• _SHORT EXERCISE 1_
Answer these about the Random Forest thread:
(a) How many trees was Random Forest first set to use?
(b) What f-score did Random Forest get when run with 10-fold cross-validation?
(c) Which learner is suggested as faster and better for a very large number of attributes, and which parameter should be optimized?
• _SHORT EXERCISE 2_
Reproduce the Random Forest thread word for word, everything from "Random Forest keeps" down to "stays the same.".

The RapidMiner community is on read-only mode until further notice. Technical support via cases will continue to work as is. For any urgent licensing related requests from Students/Faculty members, please use the Altair academic forum here.
Random Forest keeps getting worse
Hi, I'm using different Methods to compare the results using the design from this tutorial:
Due to the runtime I initially set Random Forest to only 10 trees and only 5-fold cross-validation (Naive Bayes and Decision Tree were run with 10-fold).
This had NB with an f-score of 66.6, DT with 67.8 and RF with 62. I attributed this worse performance to it being only 5-fold so I ran it with 10-fold.
This time Random Forest had an f-score of 46.5!
How did that happen? Do I have to set RF up differently?
Tagged:
0
Best Answer
-
BalazsBarany Administrator, Moderator, Employee, RapidMiner Certified Analyst, RapidMiner Certified Expert Posts: 955 UnicornHow many examples do you have? Try sampling and check with Naive Bayes and Decision Tree if the result stays the same.
With Random Forest, try 20 or 30 trees and look at the models. If they make sense, the problem might be a good match for tree base methods. If not, try other learners.0
Answers
Dortmund, Germany
You should try a higher number of trees and look at the models. If the problem is not a good fit for trees at all, you might also get bad results from Random Forest.
Are you doing text mining? Do you have a very large number of attributes? Tree based models are really slow with those. Try a Support Vector Machine and optimize the C parameter, it should be faster and better.

• _DATASET CONTENT_
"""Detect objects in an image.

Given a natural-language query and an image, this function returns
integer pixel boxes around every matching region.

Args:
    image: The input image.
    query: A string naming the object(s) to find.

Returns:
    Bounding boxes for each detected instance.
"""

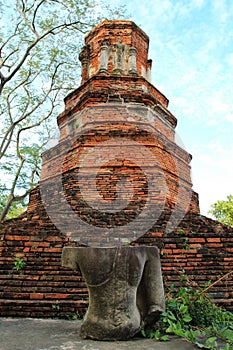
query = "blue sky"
[108,0,233,215]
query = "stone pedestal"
[62,246,165,340]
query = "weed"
[142,271,233,350]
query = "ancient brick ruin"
[0,21,233,317]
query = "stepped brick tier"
[0,21,233,317]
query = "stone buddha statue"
[62,246,165,340]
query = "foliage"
[0,0,124,220]
[142,276,233,350]
[209,195,233,226]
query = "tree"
[0,0,124,221]
[209,195,233,226]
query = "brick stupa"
[0,21,233,317]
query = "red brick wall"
[0,21,233,317]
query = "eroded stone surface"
[62,247,165,340]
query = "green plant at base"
[142,271,233,350]
[14,258,26,271]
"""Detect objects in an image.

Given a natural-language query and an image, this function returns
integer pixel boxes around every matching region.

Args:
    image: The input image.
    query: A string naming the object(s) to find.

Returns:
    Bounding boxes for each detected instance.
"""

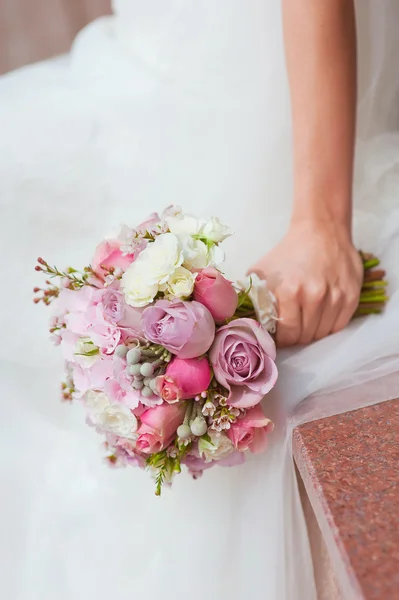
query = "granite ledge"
[293,400,399,600]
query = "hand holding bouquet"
[35,207,386,495]
[35,207,277,495]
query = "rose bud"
[194,267,238,323]
[136,402,186,454]
[166,357,212,400]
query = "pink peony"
[194,267,238,323]
[227,404,273,454]
[166,357,212,400]
[209,319,277,408]
[91,240,134,277]
[136,403,186,454]
[101,282,143,338]
[141,300,215,358]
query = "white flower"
[84,390,137,439]
[180,235,209,270]
[201,217,232,244]
[198,431,234,462]
[138,233,183,285]
[74,337,100,369]
[239,273,278,333]
[122,262,158,308]
[165,267,196,298]
[208,246,224,267]
[165,213,204,236]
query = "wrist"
[291,191,352,235]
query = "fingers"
[331,286,360,333]
[276,290,302,347]
[314,287,343,340]
[298,284,327,344]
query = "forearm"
[283,0,356,230]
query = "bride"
[0,0,399,600]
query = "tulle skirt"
[0,0,399,600]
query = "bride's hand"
[249,220,363,346]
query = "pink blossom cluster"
[35,207,277,494]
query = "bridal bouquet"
[35,207,277,495]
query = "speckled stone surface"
[293,400,399,600]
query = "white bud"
[140,363,154,377]
[177,425,191,440]
[141,387,153,398]
[115,344,129,358]
[126,348,141,365]
[129,363,141,375]
[149,377,158,394]
[133,379,144,390]
[190,416,208,437]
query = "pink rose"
[227,404,273,454]
[194,267,238,323]
[209,319,277,408]
[156,375,181,404]
[136,403,186,454]
[101,283,143,338]
[166,357,212,400]
[141,300,215,358]
[91,240,134,277]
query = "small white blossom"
[198,430,234,462]
[239,273,278,333]
[165,213,203,237]
[83,390,137,439]
[163,267,196,298]
[180,236,209,270]
[74,337,100,369]
[201,217,232,244]
[202,401,216,417]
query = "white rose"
[74,337,100,369]
[165,267,196,298]
[138,233,183,285]
[83,390,110,414]
[181,236,209,270]
[84,390,137,439]
[198,431,234,462]
[201,217,232,244]
[122,262,158,308]
[208,246,224,267]
[165,214,203,236]
[239,273,278,333]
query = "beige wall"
[0,0,111,73]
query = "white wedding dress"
[0,0,399,600]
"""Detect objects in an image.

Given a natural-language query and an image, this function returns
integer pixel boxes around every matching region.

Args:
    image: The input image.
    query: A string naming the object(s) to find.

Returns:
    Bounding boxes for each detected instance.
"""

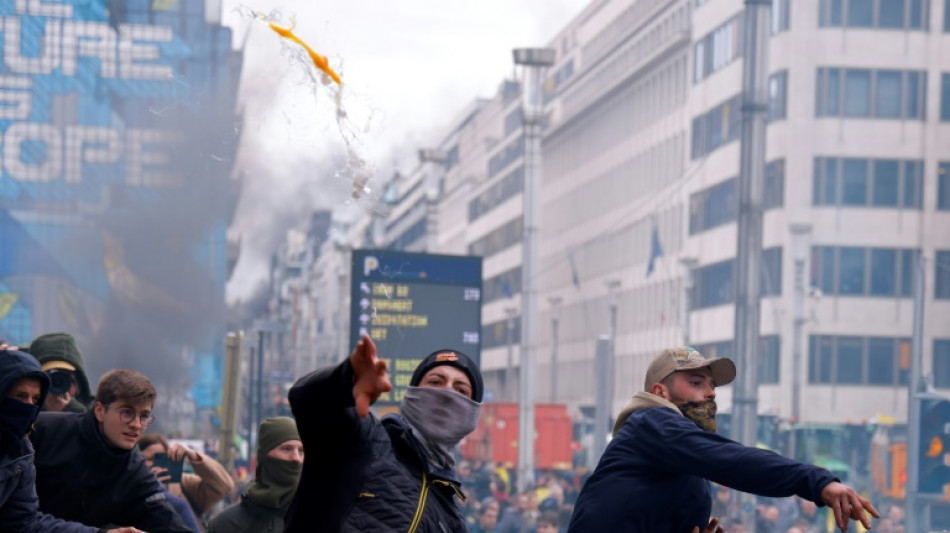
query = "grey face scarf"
[400,387,482,470]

• _SOLUTION 1_
(a) 10 trees.
(b) 46.5.
(c) A Support Vector Machine, with the C parameter optimized.

• _SOLUTION 2_
Random Forest keeps getting worse
Hi, I'm using different Methods to compare the results using the design from this tutorial:
Due to the runtime I initially set Random Forest to only 10 trees and only 5-fold cross-validation (Naive Bayes and Decision Tree were run with 10-fold).
This had NB with an f-score of 66.6, DT with 67.8 and RF with 62. I attributed this worse performance to it being only 5-fold so I ran it with 10-fold.
This time Random Forest had an f-score of 46.5!
How did that happen? Do I have to set RF up differently?
Tagged:
0
Best Answer
-
BalazsBarany Administrator, Moderator, Employee, RapidMiner Certified Analyst, RapidMiner Certified Expert Posts: 955 UnicornHow many examples do you have? Try sampling and check with Naive Bayes and Decision Tree if the result stays the same.